**Instructions for the task**.
Your task is to reproduce the material exactly.

## BEGIN Material provided

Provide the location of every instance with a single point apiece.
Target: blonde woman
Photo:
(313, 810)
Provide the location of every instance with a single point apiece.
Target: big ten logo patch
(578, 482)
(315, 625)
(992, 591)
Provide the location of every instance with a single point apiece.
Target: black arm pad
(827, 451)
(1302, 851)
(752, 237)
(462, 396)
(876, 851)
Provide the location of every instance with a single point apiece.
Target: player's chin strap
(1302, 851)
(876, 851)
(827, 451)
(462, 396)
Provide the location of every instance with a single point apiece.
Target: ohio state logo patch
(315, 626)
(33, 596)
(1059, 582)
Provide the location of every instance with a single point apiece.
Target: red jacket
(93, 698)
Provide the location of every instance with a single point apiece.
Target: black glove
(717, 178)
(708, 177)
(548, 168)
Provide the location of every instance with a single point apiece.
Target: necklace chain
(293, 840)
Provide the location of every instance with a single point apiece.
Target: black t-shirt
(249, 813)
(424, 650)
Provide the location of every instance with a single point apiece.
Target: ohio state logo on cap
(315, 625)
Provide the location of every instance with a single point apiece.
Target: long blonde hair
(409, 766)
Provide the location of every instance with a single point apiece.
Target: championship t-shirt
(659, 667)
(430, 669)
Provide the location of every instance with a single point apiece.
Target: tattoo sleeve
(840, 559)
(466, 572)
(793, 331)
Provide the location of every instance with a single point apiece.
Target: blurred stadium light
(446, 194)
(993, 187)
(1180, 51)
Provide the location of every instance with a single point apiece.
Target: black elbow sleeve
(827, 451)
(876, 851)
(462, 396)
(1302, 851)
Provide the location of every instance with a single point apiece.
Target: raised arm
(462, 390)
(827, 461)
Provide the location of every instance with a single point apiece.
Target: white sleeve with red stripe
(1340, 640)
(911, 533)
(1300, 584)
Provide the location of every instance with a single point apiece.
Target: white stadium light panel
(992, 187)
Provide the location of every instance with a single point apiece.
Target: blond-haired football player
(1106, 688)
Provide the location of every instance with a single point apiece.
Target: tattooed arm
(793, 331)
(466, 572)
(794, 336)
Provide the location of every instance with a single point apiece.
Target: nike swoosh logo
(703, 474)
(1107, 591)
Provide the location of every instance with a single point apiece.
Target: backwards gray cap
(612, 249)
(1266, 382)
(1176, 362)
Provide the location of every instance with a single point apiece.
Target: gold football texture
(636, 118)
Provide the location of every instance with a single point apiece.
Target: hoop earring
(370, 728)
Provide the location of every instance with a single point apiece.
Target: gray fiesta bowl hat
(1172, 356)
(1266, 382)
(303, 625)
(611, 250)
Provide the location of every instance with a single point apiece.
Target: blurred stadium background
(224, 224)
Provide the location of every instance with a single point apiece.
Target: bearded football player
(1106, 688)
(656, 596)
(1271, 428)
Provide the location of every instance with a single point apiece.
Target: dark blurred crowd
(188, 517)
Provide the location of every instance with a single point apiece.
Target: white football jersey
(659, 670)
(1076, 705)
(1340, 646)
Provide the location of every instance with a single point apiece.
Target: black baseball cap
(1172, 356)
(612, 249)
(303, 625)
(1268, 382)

## END Material provided

**Exercise result**.
Provide the location of every instance with a single point apiece.
Target: blonde woman
Photo:
(313, 810)
Provide the location of every instance with a single point apiece.
Target: big ten logo patch
(578, 482)
(315, 625)
(992, 591)
Provide the location of every instance with a single point apiece.
Target: black arm pad
(827, 451)
(1302, 851)
(752, 237)
(462, 396)
(876, 851)
Provide the location of every instance with a single point apiece.
Target: player's chin strap
(1302, 851)
(876, 851)
(827, 451)
(462, 396)
Provide the location of every instance with a single point apiece.
Target: ohio state logo patch
(315, 626)
(33, 596)
(1059, 582)
Provide the location of every instance with a single point apiece.
Target: red jacket
(93, 698)
Provide the location of every instance with a single point apiece.
Target: black glove
(717, 178)
(708, 177)
(548, 168)
Provide the location of every instance with a single point apiece.
Target: necklace chain
(293, 840)
Provide the location of every instance with a single point apiece.
Target: black t-shirt
(249, 813)
(424, 650)
Provide the location of every instance with a single point apiece.
Target: ohio state logo on cap
(315, 625)
Provide the location of every instance with a single point apiece.
Target: long blonde hair
(409, 766)
Provide the location of every instance with a single point apiece.
Target: championship t-shirt
(659, 667)
(430, 669)
Provide the location of every instance with a single point apiece.
Target: tattoo sleeve
(840, 559)
(466, 572)
(793, 331)
Provide the location of every instance with a single point apiece.
Target: blurred stadium light
(446, 194)
(993, 187)
(1180, 51)
Provide the location of every instance with a single point apiece.
Target: black elbow sleeve
(827, 451)
(876, 851)
(462, 396)
(1302, 851)
Provide the location of every instance with a single point apiece.
Target: raised arm
(462, 390)
(827, 461)
Provide the location of every instance with a single point apiece.
Target: white sleeve with red stripe
(1340, 640)
(911, 533)
(1300, 584)
Provide the location of every instance with a single point apiece.
Target: white stadium light panel
(992, 187)
Provide the location of every instance with a single point apiece.
Target: blond-haired football player
(1106, 688)
Provide the location of every instance with a single point apiece.
Target: tattooed arm
(793, 331)
(466, 572)
(794, 336)
Provide the location of every instance with a single point apiece.
Target: nike swoosh logo
(703, 474)
(1107, 591)
Provide the location of every instance with a single point apiece.
Target: backwards gray cap
(612, 249)
(1266, 382)
(1176, 362)
Provide the location of every instance with a single point apiece.
Target: gold football texture
(636, 118)
Provide the location of every instance with a single point apiece.
Target: hoop earring
(370, 728)
Provide the location of every instance with a single point apiece.
Target: gray fiesta bowl hat
(1172, 356)
(1266, 382)
(303, 625)
(611, 250)
Provide the location of every instance with a single point apiece.
Target: blurred stadium background
(224, 224)
Provide the location of every instance with a single point apiece.
Target: bearded football player
(1106, 688)
(656, 596)
(1271, 428)
Provide the location of every instance with a single point apiece.
Target: dark blurred crowd
(188, 517)
Provide the location of every instance with a single point apiece.
Target: white football jersey
(659, 670)
(1076, 705)
(1340, 646)
Provide the location of every instance with a single point apiece.
Target: black baseball cap
(1172, 356)
(612, 249)
(303, 625)
(1268, 382)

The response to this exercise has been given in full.